■ **DATA EXTRACT**:
..........
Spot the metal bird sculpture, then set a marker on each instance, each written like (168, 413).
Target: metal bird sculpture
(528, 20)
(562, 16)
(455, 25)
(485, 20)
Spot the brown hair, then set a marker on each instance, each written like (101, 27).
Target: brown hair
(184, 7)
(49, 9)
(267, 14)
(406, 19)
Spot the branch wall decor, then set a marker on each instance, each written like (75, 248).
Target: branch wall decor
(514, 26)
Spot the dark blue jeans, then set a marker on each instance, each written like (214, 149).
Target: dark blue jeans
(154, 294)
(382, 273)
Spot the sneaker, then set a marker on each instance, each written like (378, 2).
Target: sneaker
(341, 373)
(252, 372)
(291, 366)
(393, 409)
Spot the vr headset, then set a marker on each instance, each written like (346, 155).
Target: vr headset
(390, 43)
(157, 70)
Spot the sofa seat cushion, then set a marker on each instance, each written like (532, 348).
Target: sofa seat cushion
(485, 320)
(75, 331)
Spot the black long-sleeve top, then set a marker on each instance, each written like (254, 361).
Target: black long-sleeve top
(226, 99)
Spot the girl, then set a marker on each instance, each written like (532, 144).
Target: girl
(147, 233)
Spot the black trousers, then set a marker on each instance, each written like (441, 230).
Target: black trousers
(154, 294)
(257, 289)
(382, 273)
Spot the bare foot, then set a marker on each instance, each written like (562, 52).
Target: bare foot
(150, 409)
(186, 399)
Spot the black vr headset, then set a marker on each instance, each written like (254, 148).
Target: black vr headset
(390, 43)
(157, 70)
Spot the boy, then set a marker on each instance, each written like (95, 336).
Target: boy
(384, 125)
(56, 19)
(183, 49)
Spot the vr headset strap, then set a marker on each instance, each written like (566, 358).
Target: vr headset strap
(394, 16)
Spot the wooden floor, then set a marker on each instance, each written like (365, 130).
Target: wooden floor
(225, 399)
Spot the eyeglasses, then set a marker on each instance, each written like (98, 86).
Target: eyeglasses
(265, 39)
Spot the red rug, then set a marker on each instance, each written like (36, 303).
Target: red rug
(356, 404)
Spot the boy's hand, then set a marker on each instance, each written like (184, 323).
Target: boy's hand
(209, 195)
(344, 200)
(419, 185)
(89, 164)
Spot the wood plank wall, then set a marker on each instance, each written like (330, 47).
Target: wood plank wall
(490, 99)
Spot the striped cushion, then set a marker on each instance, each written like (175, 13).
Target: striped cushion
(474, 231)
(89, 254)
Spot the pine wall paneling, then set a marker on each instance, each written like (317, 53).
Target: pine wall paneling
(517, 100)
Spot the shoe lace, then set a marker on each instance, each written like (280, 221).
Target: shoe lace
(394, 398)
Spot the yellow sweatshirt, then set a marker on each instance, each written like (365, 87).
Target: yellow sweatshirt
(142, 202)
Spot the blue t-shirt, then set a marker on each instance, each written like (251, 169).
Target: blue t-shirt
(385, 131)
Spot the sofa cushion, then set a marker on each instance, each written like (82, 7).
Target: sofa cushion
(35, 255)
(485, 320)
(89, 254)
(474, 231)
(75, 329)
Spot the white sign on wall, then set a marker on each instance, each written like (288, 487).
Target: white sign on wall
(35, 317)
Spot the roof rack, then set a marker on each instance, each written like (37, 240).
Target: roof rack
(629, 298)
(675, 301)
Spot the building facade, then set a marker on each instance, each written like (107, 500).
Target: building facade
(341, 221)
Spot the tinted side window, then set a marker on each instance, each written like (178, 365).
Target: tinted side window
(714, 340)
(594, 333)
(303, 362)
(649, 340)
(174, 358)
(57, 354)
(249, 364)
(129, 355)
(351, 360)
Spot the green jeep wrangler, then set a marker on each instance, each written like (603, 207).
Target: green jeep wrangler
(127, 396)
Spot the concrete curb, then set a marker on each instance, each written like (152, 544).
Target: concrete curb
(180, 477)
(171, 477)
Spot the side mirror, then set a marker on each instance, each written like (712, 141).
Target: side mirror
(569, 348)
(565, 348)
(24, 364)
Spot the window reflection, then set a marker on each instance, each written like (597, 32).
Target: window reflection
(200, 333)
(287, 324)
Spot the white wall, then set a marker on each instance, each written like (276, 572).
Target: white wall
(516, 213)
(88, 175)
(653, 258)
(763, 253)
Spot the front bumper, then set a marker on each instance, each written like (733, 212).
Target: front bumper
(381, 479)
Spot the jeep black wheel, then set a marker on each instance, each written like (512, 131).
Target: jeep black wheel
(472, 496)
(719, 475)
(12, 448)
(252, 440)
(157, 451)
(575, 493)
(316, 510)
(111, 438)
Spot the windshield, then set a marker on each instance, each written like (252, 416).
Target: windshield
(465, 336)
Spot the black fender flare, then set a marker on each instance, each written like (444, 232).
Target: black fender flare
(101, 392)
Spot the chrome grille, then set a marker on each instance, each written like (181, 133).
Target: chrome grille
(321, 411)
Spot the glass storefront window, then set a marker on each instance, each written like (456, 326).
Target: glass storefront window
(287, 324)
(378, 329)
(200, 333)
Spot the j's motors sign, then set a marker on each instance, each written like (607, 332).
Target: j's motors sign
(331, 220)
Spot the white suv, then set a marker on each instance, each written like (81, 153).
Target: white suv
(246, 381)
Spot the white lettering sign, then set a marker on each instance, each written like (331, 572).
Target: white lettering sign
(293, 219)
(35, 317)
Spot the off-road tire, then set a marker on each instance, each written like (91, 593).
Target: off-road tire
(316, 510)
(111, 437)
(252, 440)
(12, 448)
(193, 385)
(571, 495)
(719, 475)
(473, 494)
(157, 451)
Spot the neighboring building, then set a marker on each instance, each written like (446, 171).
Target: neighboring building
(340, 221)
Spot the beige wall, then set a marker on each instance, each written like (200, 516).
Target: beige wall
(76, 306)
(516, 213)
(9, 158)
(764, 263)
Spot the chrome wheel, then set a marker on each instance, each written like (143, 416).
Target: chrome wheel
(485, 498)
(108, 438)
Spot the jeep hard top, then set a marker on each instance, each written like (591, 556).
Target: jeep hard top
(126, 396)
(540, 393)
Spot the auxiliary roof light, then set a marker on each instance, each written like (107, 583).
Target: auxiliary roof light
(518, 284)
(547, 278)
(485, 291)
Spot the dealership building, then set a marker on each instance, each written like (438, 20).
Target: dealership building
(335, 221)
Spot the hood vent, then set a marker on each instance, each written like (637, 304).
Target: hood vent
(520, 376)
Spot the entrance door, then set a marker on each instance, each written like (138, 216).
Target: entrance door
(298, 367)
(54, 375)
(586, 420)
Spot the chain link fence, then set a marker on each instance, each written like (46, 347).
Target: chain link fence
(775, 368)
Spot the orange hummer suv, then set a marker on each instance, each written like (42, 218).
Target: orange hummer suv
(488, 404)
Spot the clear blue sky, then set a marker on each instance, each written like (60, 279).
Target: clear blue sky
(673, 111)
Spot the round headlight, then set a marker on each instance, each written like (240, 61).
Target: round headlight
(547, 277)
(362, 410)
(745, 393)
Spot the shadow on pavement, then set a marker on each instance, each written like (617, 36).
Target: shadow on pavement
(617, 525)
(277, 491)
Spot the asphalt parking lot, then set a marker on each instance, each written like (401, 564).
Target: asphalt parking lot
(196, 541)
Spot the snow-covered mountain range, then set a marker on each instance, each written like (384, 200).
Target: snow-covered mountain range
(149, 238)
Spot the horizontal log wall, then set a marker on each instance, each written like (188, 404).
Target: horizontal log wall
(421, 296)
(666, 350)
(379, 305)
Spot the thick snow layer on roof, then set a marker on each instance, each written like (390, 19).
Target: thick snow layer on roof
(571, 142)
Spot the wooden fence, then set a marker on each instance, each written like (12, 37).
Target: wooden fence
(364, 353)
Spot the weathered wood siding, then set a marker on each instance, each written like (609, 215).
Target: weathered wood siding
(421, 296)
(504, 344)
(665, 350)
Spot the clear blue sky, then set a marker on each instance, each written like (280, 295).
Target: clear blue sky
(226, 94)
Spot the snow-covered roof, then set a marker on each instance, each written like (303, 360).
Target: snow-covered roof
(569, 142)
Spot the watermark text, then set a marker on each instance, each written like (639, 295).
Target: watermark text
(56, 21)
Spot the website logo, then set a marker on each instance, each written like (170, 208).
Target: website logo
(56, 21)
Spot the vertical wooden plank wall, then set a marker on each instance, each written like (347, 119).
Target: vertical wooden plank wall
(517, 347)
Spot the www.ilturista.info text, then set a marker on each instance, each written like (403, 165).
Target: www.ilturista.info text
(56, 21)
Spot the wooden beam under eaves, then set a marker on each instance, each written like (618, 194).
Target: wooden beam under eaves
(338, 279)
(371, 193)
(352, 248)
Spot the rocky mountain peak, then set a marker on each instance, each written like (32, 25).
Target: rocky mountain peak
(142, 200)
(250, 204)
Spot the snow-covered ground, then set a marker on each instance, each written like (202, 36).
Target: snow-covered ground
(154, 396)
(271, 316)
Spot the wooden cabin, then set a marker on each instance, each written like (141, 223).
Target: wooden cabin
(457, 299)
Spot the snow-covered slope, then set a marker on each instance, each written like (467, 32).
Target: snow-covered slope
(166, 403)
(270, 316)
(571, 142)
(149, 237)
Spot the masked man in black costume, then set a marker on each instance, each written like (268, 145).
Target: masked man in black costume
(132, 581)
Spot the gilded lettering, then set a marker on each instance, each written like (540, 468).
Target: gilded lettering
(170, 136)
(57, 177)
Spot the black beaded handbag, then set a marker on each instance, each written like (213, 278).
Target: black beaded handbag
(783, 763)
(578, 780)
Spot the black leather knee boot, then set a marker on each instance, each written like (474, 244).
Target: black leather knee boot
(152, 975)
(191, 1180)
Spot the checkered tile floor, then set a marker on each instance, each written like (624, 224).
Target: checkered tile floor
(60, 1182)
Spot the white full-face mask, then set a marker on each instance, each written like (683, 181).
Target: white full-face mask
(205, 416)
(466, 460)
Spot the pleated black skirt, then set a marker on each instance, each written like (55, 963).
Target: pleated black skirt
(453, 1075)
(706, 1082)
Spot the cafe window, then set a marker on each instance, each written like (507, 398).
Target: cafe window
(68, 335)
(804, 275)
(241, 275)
..........
■ **WORK INSTRUCTIONS**: For the material above, reproduce exactly the lines from the line with "Target: window reflection" to the line with "Spot the auxiliary", inclusive, and exclude all others.

■ **RESULT**:
Target: window reflection
(200, 333)
(287, 324)
Spot the white wall, then set a marker on each instance, each written like (276, 572).
Target: white wall
(516, 213)
(88, 175)
(653, 258)
(763, 253)
Spot the front bumper, then set a marker on each instance, each written like (733, 212).
Target: front bumper
(381, 479)
Spot the jeep black wheel, then set a marker on each instance, each written like (512, 131).
Target: jeep black wheel
(472, 496)
(719, 475)
(12, 448)
(252, 440)
(157, 451)
(575, 493)
(316, 510)
(111, 438)
Spot the windshield, then set a marker on each instance, each written like (252, 416).
Target: windshield
(465, 336)
Spot the black fender flare, then set a marker on each instance, each written like (444, 232).
Target: black fender flare
(101, 392)
Spot the chrome grille, then set a marker on each instance, each written like (181, 133).
Target: chrome grille
(321, 411)
Spot the glass storefront window, then set a marker on each instance, each written like (456, 326).
Target: glass storefront window
(287, 324)
(378, 329)
(200, 333)
Spot the j's motors sign, then set a marker on each instance, each written like (607, 332).
Target: j's motors sign
(331, 220)
Spot the white suv, then set a marker on each instance, each written like (81, 153).
Target: white suv
(246, 381)
Spot the white lettering sign, then set a marker on each instance, each written like (331, 572).
Target: white lettering sign
(293, 219)
(35, 317)
Spot the off-road tire, then set a marker on each instance, each written like (91, 593).
Target: off-road tire
(316, 510)
(111, 437)
(252, 440)
(12, 448)
(193, 385)
(571, 495)
(719, 475)
(473, 494)
(157, 451)
Spot the neighboring building, then set a marker on each instance, each written like (446, 171).
Target: neighboring building
(340, 221)
Spot the beige wall, then set a marker on each instance, each written like (200, 516).
Target: beige wall
(76, 306)
(516, 213)
(9, 158)
(764, 263)
Spot the chrome wheel, then set a marker on each instance, each written like (143, 416).
Target: chrome wheel
(485, 498)
(108, 438)
Spot the jeep hard top, then set a marker on each instance, each written like (591, 556).
Target: jeep hard top
(126, 396)
(540, 393)
Spot the auxiliary roof light, then set a marker on each instance, each written like (107, 583).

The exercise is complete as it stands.